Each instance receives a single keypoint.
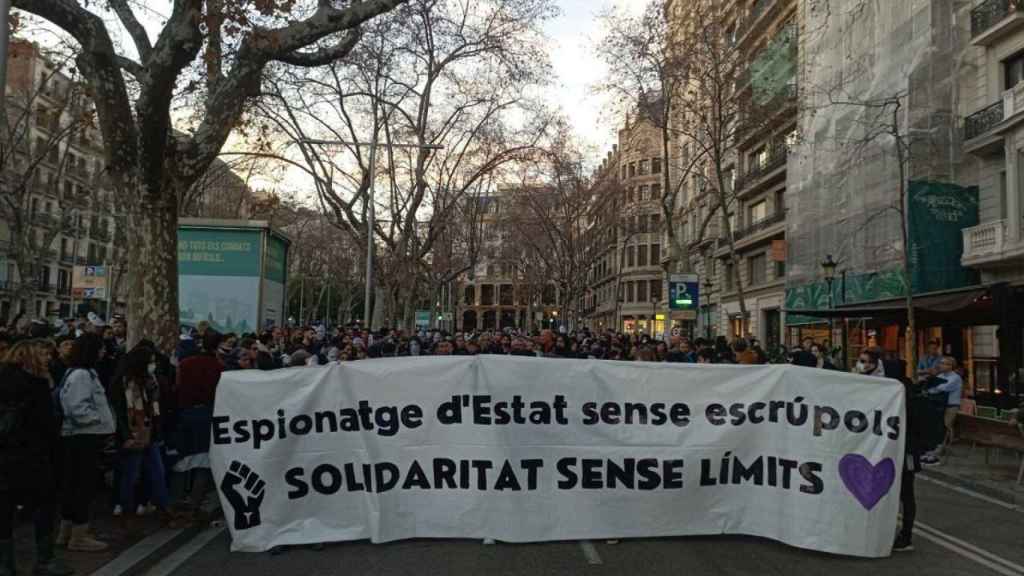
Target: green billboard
(230, 274)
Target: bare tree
(150, 164)
(44, 117)
(550, 214)
(432, 74)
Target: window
(1013, 70)
(757, 212)
(655, 289)
(758, 270)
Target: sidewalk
(113, 531)
(967, 467)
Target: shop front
(980, 326)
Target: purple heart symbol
(867, 483)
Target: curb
(147, 552)
(1007, 496)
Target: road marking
(970, 492)
(180, 556)
(128, 559)
(966, 548)
(590, 552)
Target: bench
(993, 434)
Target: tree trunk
(153, 290)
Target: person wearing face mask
(135, 402)
(869, 363)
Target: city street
(957, 534)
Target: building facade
(67, 215)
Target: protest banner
(522, 449)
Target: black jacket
(25, 402)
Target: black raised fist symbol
(244, 490)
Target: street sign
(684, 291)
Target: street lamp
(653, 315)
(828, 271)
(708, 285)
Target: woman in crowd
(87, 422)
(28, 453)
(197, 385)
(135, 401)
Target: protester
(197, 386)
(87, 422)
(135, 400)
(29, 445)
(946, 384)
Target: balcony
(100, 234)
(755, 229)
(993, 19)
(988, 244)
(45, 219)
(773, 161)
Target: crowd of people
(75, 399)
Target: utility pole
(368, 310)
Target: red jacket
(198, 377)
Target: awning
(970, 306)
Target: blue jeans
(131, 462)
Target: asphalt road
(958, 534)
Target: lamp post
(653, 316)
(828, 271)
(708, 285)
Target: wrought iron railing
(983, 120)
(776, 159)
(760, 225)
(990, 12)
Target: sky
(573, 35)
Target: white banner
(522, 450)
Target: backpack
(55, 398)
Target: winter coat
(86, 409)
(29, 424)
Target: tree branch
(325, 55)
(133, 27)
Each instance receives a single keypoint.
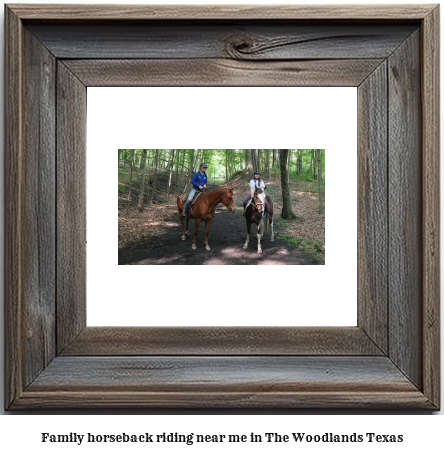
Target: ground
(154, 236)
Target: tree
(155, 164)
(287, 211)
(170, 165)
(319, 157)
(142, 184)
(131, 176)
(249, 164)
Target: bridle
(226, 195)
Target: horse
(203, 210)
(254, 214)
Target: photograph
(221, 206)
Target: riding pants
(190, 197)
(248, 199)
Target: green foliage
(311, 247)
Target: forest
(150, 180)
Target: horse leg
(207, 230)
(196, 229)
(248, 235)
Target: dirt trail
(227, 236)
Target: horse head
(229, 197)
(259, 199)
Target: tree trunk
(182, 175)
(321, 201)
(289, 165)
(155, 165)
(171, 172)
(131, 177)
(249, 164)
(142, 184)
(287, 211)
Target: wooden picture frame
(390, 360)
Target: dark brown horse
(254, 214)
(203, 210)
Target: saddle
(189, 208)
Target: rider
(199, 183)
(256, 182)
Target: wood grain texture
(220, 12)
(13, 209)
(259, 40)
(39, 207)
(233, 382)
(221, 72)
(372, 207)
(405, 209)
(127, 341)
(71, 206)
(430, 93)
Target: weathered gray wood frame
(390, 360)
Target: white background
(20, 433)
(231, 117)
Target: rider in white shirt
(256, 182)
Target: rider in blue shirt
(199, 183)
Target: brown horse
(203, 210)
(254, 214)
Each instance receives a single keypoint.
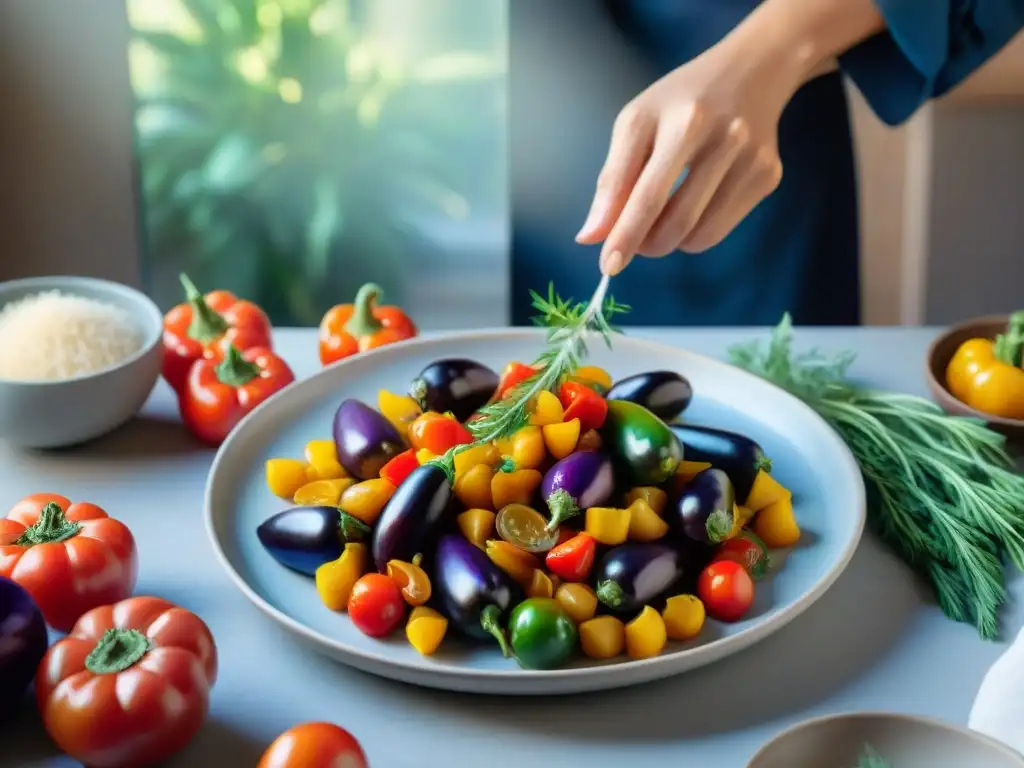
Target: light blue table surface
(875, 641)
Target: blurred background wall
(943, 235)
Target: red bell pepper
(203, 328)
(396, 470)
(217, 395)
(580, 401)
(347, 329)
(572, 560)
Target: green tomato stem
(491, 622)
(206, 324)
(236, 371)
(364, 323)
(117, 650)
(52, 526)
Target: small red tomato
(376, 605)
(726, 590)
(314, 745)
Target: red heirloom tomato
(314, 745)
(130, 685)
(70, 557)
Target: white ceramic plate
(807, 456)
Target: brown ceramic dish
(942, 350)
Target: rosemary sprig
(942, 491)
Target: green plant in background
(287, 152)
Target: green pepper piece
(641, 443)
(542, 634)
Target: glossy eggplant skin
(468, 584)
(411, 521)
(365, 439)
(454, 385)
(736, 455)
(705, 510)
(632, 576)
(640, 443)
(665, 393)
(304, 538)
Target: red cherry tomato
(726, 590)
(376, 605)
(314, 745)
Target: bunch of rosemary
(942, 491)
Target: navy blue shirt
(798, 250)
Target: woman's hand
(716, 118)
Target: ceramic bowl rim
(905, 718)
(67, 283)
(740, 640)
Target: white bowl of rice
(79, 357)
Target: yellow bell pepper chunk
(547, 410)
(776, 525)
(514, 561)
(514, 487)
(645, 635)
(645, 525)
(412, 580)
(367, 500)
(425, 630)
(477, 524)
(603, 637)
(336, 579)
(654, 497)
(285, 476)
(579, 601)
(610, 526)
(765, 491)
(322, 493)
(525, 448)
(683, 616)
(399, 410)
(473, 488)
(485, 454)
(323, 459)
(540, 585)
(561, 438)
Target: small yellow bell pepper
(517, 486)
(603, 637)
(609, 526)
(336, 579)
(683, 616)
(547, 410)
(367, 500)
(988, 375)
(645, 635)
(323, 459)
(561, 438)
(322, 493)
(776, 524)
(579, 601)
(473, 488)
(285, 476)
(425, 630)
(525, 448)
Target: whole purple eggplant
(365, 439)
(576, 482)
(455, 385)
(473, 593)
(665, 393)
(631, 576)
(413, 517)
(23, 643)
(705, 511)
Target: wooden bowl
(942, 350)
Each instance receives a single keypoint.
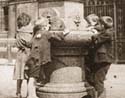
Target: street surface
(114, 84)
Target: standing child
(23, 37)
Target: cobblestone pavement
(114, 84)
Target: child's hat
(107, 20)
(92, 19)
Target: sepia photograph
(62, 48)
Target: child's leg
(32, 88)
(19, 84)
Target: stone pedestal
(67, 68)
(65, 82)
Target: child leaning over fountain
(40, 54)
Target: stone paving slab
(114, 84)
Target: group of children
(33, 42)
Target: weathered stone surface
(66, 75)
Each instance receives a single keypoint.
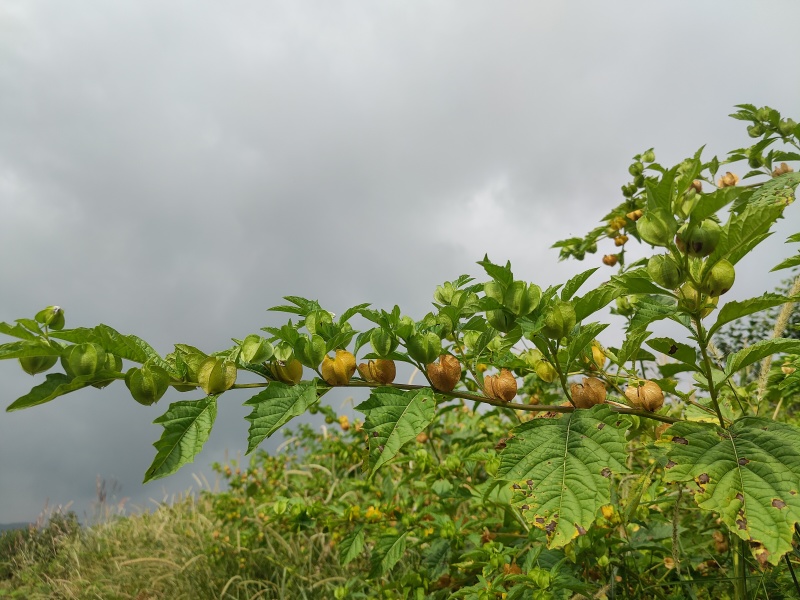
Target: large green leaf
(187, 425)
(58, 384)
(758, 351)
(388, 550)
(748, 474)
(276, 406)
(561, 469)
(736, 310)
(593, 301)
(394, 418)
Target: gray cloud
(174, 169)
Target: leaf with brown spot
(744, 474)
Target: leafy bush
(643, 475)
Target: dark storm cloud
(173, 169)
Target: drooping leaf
(748, 474)
(561, 469)
(275, 406)
(736, 310)
(758, 351)
(187, 425)
(574, 284)
(388, 550)
(593, 301)
(394, 418)
(351, 545)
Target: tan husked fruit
(445, 374)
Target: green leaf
(593, 301)
(790, 262)
(17, 331)
(758, 351)
(26, 348)
(187, 425)
(631, 346)
(681, 352)
(351, 545)
(276, 406)
(748, 474)
(394, 418)
(736, 310)
(562, 469)
(574, 284)
(652, 308)
(388, 550)
(55, 385)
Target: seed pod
(610, 260)
(559, 321)
(719, 279)
(310, 350)
(585, 395)
(52, 317)
(289, 373)
(445, 374)
(83, 359)
(381, 371)
(667, 273)
(382, 341)
(699, 240)
(728, 180)
(37, 364)
(647, 395)
(255, 350)
(657, 227)
(424, 347)
(500, 387)
(148, 384)
(216, 375)
(338, 370)
(546, 371)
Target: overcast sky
(173, 168)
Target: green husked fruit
(719, 279)
(699, 240)
(216, 375)
(148, 384)
(37, 364)
(424, 347)
(83, 359)
(657, 227)
(665, 271)
(559, 321)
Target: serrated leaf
(682, 352)
(27, 348)
(790, 262)
(748, 474)
(758, 351)
(736, 310)
(388, 550)
(275, 406)
(187, 425)
(55, 385)
(351, 545)
(394, 418)
(593, 301)
(563, 468)
(574, 284)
*****
* Aim of the task: Copy all of the lines above word for word, leaving out the pictures.

* Solution to this problem:
Each instance receives a single keypoint.
Target: green billboard
(230, 274)
Target: bare tree
(150, 164)
(44, 117)
(550, 214)
(432, 74)
Target: window
(1013, 70)
(757, 212)
(655, 289)
(758, 270)
Target: sidewalk
(113, 531)
(967, 467)
Target: shop front
(980, 326)
Target: purple heart symbol
(867, 483)
Target: curb
(147, 552)
(1007, 496)
Target: road marking
(970, 492)
(180, 556)
(128, 559)
(966, 548)
(590, 552)
Target: bench
(993, 434)
Target: tree trunk
(153, 290)
Target: person wearing face mask
(135, 402)
(869, 363)
Target: city street
(957, 534)
Target: building facade
(67, 215)
Target: protest banner
(522, 449)
Target: black jacket
(25, 402)
Target: black raised fist symbol
(244, 490)
Target: street sign
(684, 291)
Target: street lamp
(653, 315)
(828, 271)
(708, 285)
Target: woman in crowd
(87, 422)
(28, 453)
(197, 385)
(135, 401)
Target: protester
(197, 386)
(87, 422)
(135, 400)
(29, 445)
(946, 384)
Target: balcony
(100, 234)
(755, 229)
(993, 19)
(988, 244)
(45, 219)
(773, 161)
Target: crowd of people
(75, 399)
Target: utility pole
(368, 310)
Target: red jacket
(198, 377)
Target: awning
(970, 306)
Target: blue jeans
(131, 462)
Target: asphalt road
(958, 534)
Target: lamp post
(653, 316)
(828, 271)
(708, 285)
Target: wrought iron railing
(983, 120)
(776, 159)
(760, 225)
(990, 12)
Target: sky
(573, 35)
Target: white banner
(522, 450)
Target: backpack
(55, 398)
Target: winter coat
(86, 409)
(29, 424)
Target: tree branch
(325, 55)
(133, 27)
Each instance receives a single keypoint.
Target: ground
(154, 236)
Target: tree
(155, 164)
(287, 211)
(170, 165)
(319, 157)
(142, 184)
(131, 176)
(249, 164)
Target: bridle
(226, 195)
Target: horse
(203, 210)
(254, 214)
Target: photograph
(221, 206)
Target: riding pants
(190, 197)
(248, 199)
Target: green foliage
(311, 247)
Target: forest
(150, 180)
Target: horse leg
(207, 230)
(196, 229)
(248, 235)
Target: dirt trail
(227, 236)
Target: horse head
(229, 197)
(259, 199)
Target: tree trunk
(182, 175)
(321, 201)
(289, 165)
(155, 165)
(171, 172)
(131, 177)
(249, 164)
(142, 184)
(287, 211)
Target: wooden picture frame
(390, 360)
Target: dark brown horse
(254, 214)
(203, 210)
Target: saddle
(189, 208)
Target: rider
(199, 183)
(256, 182)
Target: wood grain texture
(220, 12)
(13, 209)
(259, 40)
(39, 207)
(233, 382)
(221, 72)
(372, 207)
(405, 209)
(127, 341)
(71, 206)
(430, 93)
Target: weathered gray wood frame
(390, 360)
Target: white background
(20, 433)
(231, 117)
Target: rider in white shirt
(256, 182)
Target: rider in blue shirt
(199, 183)
Target: brown horse
(203, 210)
(254, 214)
Each instance receives a single keypoint.
Target: light blue table surface
(875, 641)
Target: blurred background wall
(943, 235)
Target: red bell pepper
(203, 328)
(396, 470)
(217, 395)
(580, 401)
(347, 329)
(572, 560)
Target: green tomato stem
(491, 622)
(206, 324)
(236, 371)
(364, 323)
(117, 650)
(52, 526)
Target: small red tomato
(376, 605)
(726, 590)
(314, 745)
Target: red heirloom tomato
(314, 745)
(130, 685)
(70, 557)
Target: white ceramic plate
(807, 456)
Target: brown ceramic dish
(942, 350)
Target: rosemary sprig
(942, 491)
Target: green plant in background
(287, 152)
Target: green pepper piece
(641, 443)
(542, 634)
Target: glossy eggplant skin
(468, 584)
(411, 521)
(365, 439)
(454, 385)
(736, 455)
(705, 510)
(632, 576)
(640, 443)
(665, 393)
(304, 538)
Target: red cherry tomato
(726, 590)
(376, 605)
(314, 745)
Target: bunch of rosemary
(942, 491)
Target: navy blue shirt
(798, 250)
Target: woman's hand
(716, 118)
Target: ceramic bowl rim
(905, 718)
(67, 283)
(740, 640)
Target: white bowl of rice
(79, 357)
Target: yellow bell pepper chunk
(547, 410)
(776, 525)
(514, 561)
(514, 487)
(645, 635)
(645, 525)
(412, 580)
(367, 500)
(425, 630)
(477, 524)
(603, 637)
(336, 579)
(654, 497)
(285, 476)
(579, 601)
(610, 526)
(765, 491)
(322, 493)
(525, 448)
(683, 616)
(399, 410)
(473, 488)
(485, 454)
(323, 459)
(540, 585)
(561, 438)
Target: small yellow bell pepper
(517, 486)
(603, 637)
(609, 526)
(336, 579)
(683, 616)
(547, 410)
(367, 500)
(988, 375)
(645, 635)
(323, 459)
(561, 438)
(322, 493)
(776, 524)
(579, 601)
(473, 488)
(285, 476)
(425, 630)
(525, 448)
Target: whole purple eggplant
(365, 439)
(576, 482)
(455, 385)
(473, 593)
(665, 393)
(631, 576)
(413, 517)
(23, 643)
(705, 511)
Target: wooden bowl
(942, 350)
Each instance receives a single keypoint.
Target: street surface
(114, 84)
Target: standing child
(23, 37)
Target: cobblestone pavement
(114, 84)
Target: child's hat
(107, 20)
(92, 19)
Target: sepia photograph
(62, 48)
Target: child's leg
(32, 88)
(19, 84)
Target: stone pedestal
(67, 68)
(65, 82)
Target: child leaning over fountain
(40, 54)
Target: stone paving slab
(114, 84)
Target: group of children
(33, 42)
Target: weathered stone surface
(66, 75)
Each instance receives a single keypoint.
Target: large green leaf
(187, 425)
(58, 384)
(758, 351)
(388, 550)
(748, 474)
(276, 406)
(561, 469)
(736, 310)
(593, 301)
(394, 418)
Target: gray cloud
(174, 169)
Target: leaf with brown spot
(744, 474)
Target: leafy bush
(643, 475)
Target: dark storm cloud
(173, 169)
Target: drooping leaf
(748, 474)
(561, 469)
(275, 406)
(736, 310)
(758, 351)
(187, 425)
(574, 284)
(388, 550)
(593, 301)
(394, 418)
(351, 545)
Target: tan husked fruit
(445, 374)
Target: green leaf
(593, 301)
(790, 262)
(17, 331)
(758, 351)
(26, 348)
(187, 425)
(631, 346)
(681, 352)
(351, 545)
(276, 406)
(748, 474)
(394, 418)
(736, 310)
(562, 469)
(574, 284)
(652, 308)
(388, 550)
(55, 385)
Target: seed pod
(610, 260)
(559, 321)
(719, 279)
(310, 350)
(585, 395)
(52, 317)
(289, 373)
(445, 374)
(83, 359)
(381, 371)
(667, 273)
(382, 341)
(699, 240)
(728, 180)
(37, 364)
(647, 395)
(255, 350)
(657, 227)
(424, 347)
(500, 387)
(148, 384)
(216, 375)
(338, 370)
(546, 371)
Target: overcast sky
(173, 168)
Target: green husked fruit
(719, 279)
(699, 240)
(216, 375)
(148, 384)
(37, 364)
(424, 347)
(83, 359)
(657, 227)
(665, 271)
(559, 321)
Target: serrated leaf
(682, 352)
(27, 348)
(790, 262)
(748, 474)
(758, 351)
(736, 310)
(388, 550)
(275, 406)
(187, 425)
(55, 385)
(351, 545)
(394, 418)
(593, 301)
(563, 468)
(574, 284)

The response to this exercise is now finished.